## Text extract
========================================
I think the main lesson here is to go easy on broad, sweeping generalizations."
- only said, to cover one's self
in animal piss and sit in a bush waiting to shoot one is a total
waste of one's day.
-and just stupid
-wrestling is different than Jiu Jitsu for one. my point was, all the stupid comments you hear through highschool from someone
on the wrestling team - guess they
never took a good look in the mirror. don't tell me there's any enlightenment in that lockerroom.
I guess it's good you don't own a fixed gear with all the broad, sweeping generalizations.
I will go on the record and say guns are stupid too. I'ld rather
get mugged by some guy using Jiu Jitsu than a punk ass fifteen year old with his uncles .22.
Snobby, let me know if you need help with item one.
...i thought it rather self-effacing in that bsnyc/rtms's reply to 'bloody knufuckyoules' didn't bother to mention the upcoming pulitzer prize for best on-line blog writing...
That cat is like totally tough. Would really like to hang with it, not in a weird way or nothin' -- you know what I'm saying, a few beers, maybe arm wrestle ... nothin' gay or nothin'.
Great post today Snob. Also enjoyed your premiere article in Bicycling which came to the house by surprise today ... congratulations on the smooth move to being a monthly columnist, that's a trick!
Here in Michigan motorcyclists are pretty cool. Riding through town last summer I was getting the shit from a carload of kids. Stopped behind them at a light two really nasty bikers (these weren't accountants on factory custom Harley's, these were guys riding dirty chopped English twins and filthy colors) bracketed me at the light - me wearing full team kit, matching helmet, crabon bike, looking pretty damn ... I guess "huntable."
"WHAT THE FUCK IS THEIR PROBLEM?" The nastiest biker asked, pointing to the carload of kids in the car that had just concluded flipping me off and calling me a fag.
"I think they have something against two wheel transporation," I retorted. (No shit, I did, I retorted!)
"THEN WE'LL JUST HAVE TO GIVE THEM SOME FUCKIN THING TO THINK ABOUT THEN, HUH?"
The light turned and they followed the carload of kids up the road, headed out of town.
I'm waiting for the Quentin Tarantino film of what happened later. Death Proof II.
Freddie 3:15
Sometimes those SUV driving kids do more than just yell...
http://coolerbuddy.blogspot.com/2008/12/evil.html
But you're right, they're the ones I have the most trouble with myself. Kids nowadays...
========================================
## Set of tasks
[A] In the comment thread, retype the part that begins at the words "Here in Michigan" and stops after "out of town.".
[B] According to the comment thread, in which magazine did Snob's premiere article appear?

## Given information
========================================
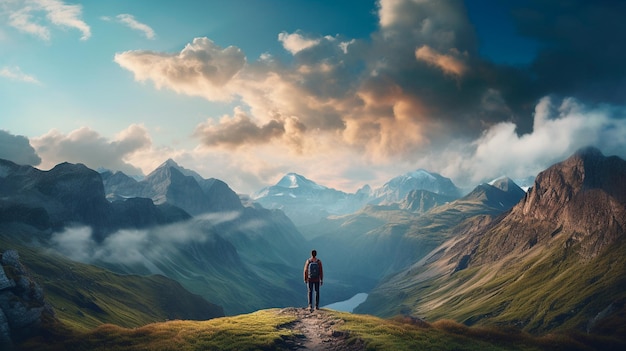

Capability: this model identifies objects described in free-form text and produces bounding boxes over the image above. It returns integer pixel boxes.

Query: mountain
========================================
## Worked answers
[A]
Here in Michigan motorcyclists are pretty cool. Riding through town last summer I was getting the shit from a carload of kids. Stopped behind them at a light two really nasty bikers (these weren't accountants on factory custom Harley's, these were guys riding dirty chopped English twins and filthy colors) bracketed me at the light - me wearing full team kit, matching helmet, crabon bike, looking pretty damn ... I guess "huntable."
"WHAT THE FUCK IS THEIR PROBLEM?" The nastiest biker asked, pointing to the carload of kids in the car that had just concluded flipping me off and calling me a fag.
"I think they have something against two wheel transporation," I retorted. (No shit, I did, I retorted!)
"THEN WE'LL JUST HAVE TO GIVE THEM SOME FUCKIN THING TO THINK ABOUT THEN, HUH?"
The light turned and they followed the carload of kids up the road, headed out of town.

[B] Bicycling